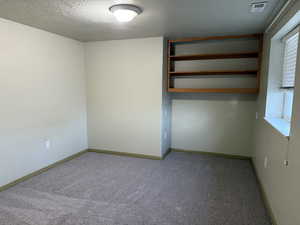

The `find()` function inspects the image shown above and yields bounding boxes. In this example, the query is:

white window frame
[264,11,300,137]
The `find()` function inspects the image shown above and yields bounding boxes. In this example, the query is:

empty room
[0,0,300,225]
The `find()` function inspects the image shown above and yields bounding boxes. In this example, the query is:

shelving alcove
[168,34,263,94]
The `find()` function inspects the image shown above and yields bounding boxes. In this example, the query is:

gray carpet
[0,152,271,225]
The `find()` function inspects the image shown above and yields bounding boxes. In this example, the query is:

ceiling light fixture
[109,4,142,22]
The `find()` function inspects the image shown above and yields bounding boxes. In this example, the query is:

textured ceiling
[0,0,286,41]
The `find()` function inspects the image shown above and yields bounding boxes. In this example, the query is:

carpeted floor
[0,152,271,225]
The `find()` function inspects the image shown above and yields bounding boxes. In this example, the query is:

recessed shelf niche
[168,34,263,93]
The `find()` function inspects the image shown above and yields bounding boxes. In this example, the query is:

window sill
[265,117,291,138]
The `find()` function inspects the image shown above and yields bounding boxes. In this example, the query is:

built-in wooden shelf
[168,34,263,94]
[168,88,258,94]
[170,52,258,61]
[169,34,261,43]
[169,70,257,77]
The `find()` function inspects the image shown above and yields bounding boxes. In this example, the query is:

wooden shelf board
[168,88,258,94]
[169,70,257,77]
[170,52,258,61]
[169,34,261,43]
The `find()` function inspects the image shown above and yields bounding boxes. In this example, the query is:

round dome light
[109,4,142,22]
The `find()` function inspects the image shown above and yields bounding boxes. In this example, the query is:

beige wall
[0,19,87,186]
[172,39,258,156]
[254,1,300,225]
[86,37,169,156]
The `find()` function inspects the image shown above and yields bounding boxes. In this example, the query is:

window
[265,22,299,136]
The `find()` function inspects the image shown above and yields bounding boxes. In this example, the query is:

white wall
[86,37,168,156]
[254,1,300,225]
[172,93,256,156]
[0,19,87,186]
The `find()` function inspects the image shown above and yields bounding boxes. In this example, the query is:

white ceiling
[0,0,286,41]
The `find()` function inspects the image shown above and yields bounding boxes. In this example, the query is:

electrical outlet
[283,160,289,167]
[264,156,269,168]
[45,139,51,149]
[164,131,168,140]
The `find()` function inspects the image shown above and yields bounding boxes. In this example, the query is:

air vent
[250,2,267,13]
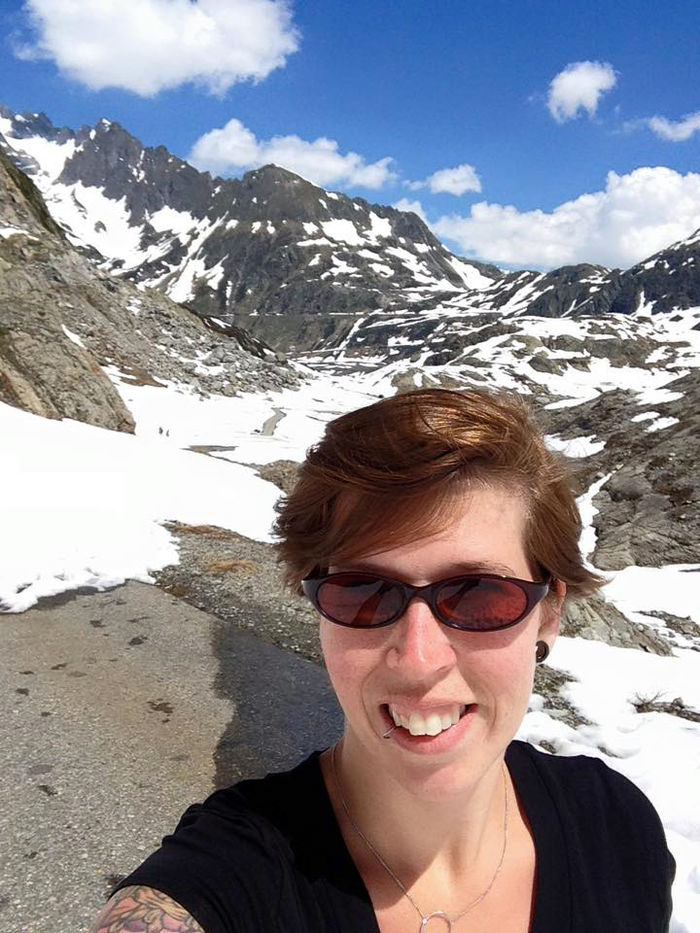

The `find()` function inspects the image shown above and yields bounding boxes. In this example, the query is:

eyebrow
[341,560,518,580]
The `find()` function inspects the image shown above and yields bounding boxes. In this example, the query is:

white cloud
[644,110,700,143]
[393,198,428,223]
[15,0,298,97]
[432,166,700,269]
[547,62,617,123]
[188,119,396,188]
[406,163,481,197]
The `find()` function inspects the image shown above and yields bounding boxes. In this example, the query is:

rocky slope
[0,152,297,431]
[0,108,502,348]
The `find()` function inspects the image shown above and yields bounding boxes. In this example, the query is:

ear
[537,580,566,648]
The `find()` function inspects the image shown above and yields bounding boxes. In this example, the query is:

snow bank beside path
[0,404,279,612]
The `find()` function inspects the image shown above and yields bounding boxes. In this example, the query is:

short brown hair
[275,389,604,596]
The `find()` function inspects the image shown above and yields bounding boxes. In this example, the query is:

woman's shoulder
[506,741,666,851]
[109,753,322,931]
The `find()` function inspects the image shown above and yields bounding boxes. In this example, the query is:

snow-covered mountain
[0,142,298,431]
[0,107,700,353]
[0,108,502,343]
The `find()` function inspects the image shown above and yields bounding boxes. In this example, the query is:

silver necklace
[331,745,508,933]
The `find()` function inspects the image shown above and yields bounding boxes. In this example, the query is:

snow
[545,434,605,457]
[447,256,493,290]
[367,211,391,243]
[148,206,198,243]
[0,400,278,612]
[46,182,144,268]
[0,127,76,186]
[647,416,679,431]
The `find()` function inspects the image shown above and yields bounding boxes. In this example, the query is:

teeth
[389,703,466,735]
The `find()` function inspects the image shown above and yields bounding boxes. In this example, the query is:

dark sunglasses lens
[316,573,402,628]
[435,577,527,632]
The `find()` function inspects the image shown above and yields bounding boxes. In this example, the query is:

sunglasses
[301,572,552,632]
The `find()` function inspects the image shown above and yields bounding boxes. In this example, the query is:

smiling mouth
[383,703,474,736]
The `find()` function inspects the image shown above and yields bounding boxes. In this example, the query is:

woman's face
[321,486,563,799]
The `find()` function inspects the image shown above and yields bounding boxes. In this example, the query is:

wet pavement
[0,583,342,933]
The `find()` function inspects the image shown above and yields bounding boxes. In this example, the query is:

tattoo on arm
[91,885,204,933]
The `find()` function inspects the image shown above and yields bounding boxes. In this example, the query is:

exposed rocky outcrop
[0,107,700,356]
[0,152,134,431]
[0,151,297,431]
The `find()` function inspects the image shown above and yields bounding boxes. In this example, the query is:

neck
[324,734,511,885]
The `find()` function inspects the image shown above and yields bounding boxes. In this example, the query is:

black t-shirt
[119,742,675,933]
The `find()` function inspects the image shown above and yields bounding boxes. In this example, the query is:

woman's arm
[90,885,204,933]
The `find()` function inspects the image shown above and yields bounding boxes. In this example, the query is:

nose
[386,597,456,679]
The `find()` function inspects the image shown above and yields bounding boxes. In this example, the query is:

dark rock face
[0,152,134,431]
[0,151,297,431]
[610,230,700,314]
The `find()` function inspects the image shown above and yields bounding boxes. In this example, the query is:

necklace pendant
[419,910,452,933]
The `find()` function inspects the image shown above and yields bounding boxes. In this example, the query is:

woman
[94,390,674,933]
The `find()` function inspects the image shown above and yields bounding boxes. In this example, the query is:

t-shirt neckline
[309,741,571,933]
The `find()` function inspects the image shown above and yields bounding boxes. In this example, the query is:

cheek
[320,619,377,706]
[466,626,535,702]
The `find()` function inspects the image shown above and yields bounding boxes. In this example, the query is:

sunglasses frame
[301,570,554,634]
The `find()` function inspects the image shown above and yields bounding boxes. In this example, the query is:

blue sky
[0,0,700,268]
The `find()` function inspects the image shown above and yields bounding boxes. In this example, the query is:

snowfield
[0,364,700,933]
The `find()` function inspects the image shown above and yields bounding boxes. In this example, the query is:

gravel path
[0,580,341,933]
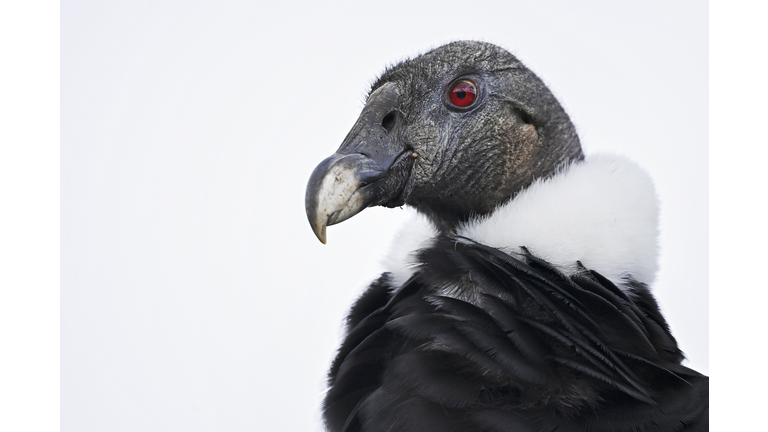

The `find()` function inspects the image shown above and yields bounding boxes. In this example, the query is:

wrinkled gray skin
[306,41,583,243]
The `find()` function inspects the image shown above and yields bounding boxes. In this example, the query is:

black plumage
[307,42,708,432]
[325,237,708,432]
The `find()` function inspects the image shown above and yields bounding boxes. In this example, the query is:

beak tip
[312,224,326,244]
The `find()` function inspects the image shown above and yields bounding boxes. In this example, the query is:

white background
[61,1,709,431]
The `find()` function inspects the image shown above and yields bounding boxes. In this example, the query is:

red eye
[448,80,477,108]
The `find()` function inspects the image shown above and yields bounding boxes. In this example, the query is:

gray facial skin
[305,41,584,243]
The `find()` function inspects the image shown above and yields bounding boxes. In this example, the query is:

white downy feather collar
[384,154,658,287]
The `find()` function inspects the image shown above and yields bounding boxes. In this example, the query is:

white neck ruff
[384,154,659,287]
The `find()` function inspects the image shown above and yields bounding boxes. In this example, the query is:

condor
[306,42,709,432]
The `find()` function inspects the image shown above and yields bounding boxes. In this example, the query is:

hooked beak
[304,83,413,244]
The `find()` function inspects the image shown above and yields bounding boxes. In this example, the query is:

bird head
[305,41,583,243]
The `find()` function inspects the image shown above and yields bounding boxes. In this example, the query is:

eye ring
[446,78,480,110]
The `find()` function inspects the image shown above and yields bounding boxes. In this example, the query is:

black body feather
[324,236,708,432]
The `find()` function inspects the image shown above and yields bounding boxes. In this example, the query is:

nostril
[381,111,397,133]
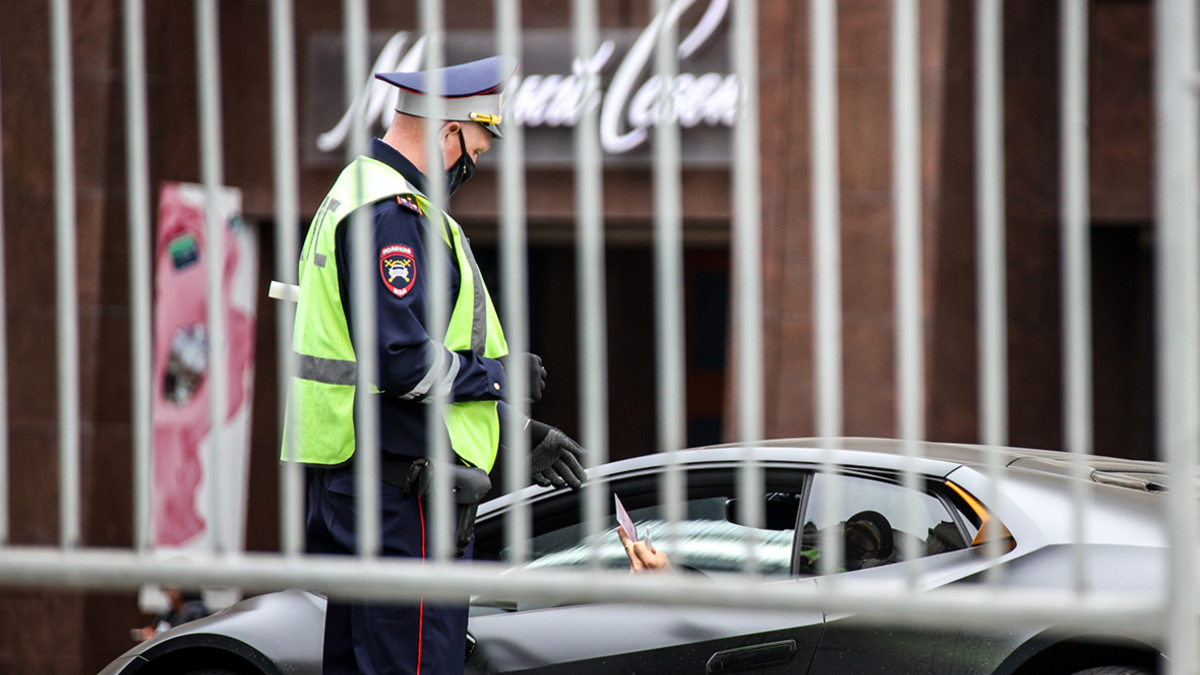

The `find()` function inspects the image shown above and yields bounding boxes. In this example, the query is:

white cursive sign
[317,0,740,154]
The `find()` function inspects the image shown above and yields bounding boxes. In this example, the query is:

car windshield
[475,468,804,577]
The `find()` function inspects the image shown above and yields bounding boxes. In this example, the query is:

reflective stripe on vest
[284,157,508,471]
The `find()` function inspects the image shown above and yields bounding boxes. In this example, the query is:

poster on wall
[152,183,258,554]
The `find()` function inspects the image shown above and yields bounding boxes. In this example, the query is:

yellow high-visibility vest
[283,157,509,471]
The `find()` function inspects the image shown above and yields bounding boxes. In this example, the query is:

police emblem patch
[396,195,425,216]
[379,244,416,298]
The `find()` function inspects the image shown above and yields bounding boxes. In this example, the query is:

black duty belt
[379,456,492,556]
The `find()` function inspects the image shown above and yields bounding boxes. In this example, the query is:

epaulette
[396,195,425,216]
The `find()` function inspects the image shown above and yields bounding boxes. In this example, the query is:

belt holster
[379,458,492,557]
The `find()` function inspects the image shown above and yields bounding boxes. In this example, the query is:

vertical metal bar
[809,0,842,437]
[732,0,764,572]
[342,0,379,558]
[496,0,529,562]
[420,0,457,562]
[571,0,608,565]
[50,0,79,549]
[654,0,688,537]
[1154,0,1200,675]
[976,0,1008,446]
[0,43,10,546]
[892,0,925,586]
[809,0,842,574]
[124,0,154,551]
[976,0,1008,583]
[1060,0,1092,592]
[196,0,228,554]
[271,0,304,556]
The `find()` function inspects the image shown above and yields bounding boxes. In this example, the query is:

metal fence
[0,0,1200,673]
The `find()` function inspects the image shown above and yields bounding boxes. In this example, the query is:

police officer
[284,58,587,675]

::::

- **WHAT THE TASK REQUIRES**
How many lines in the records above contain the string "sunglasses"? Matching is case-sensitive; reply with the number alone.

- **EXPECTED ANSWER**
3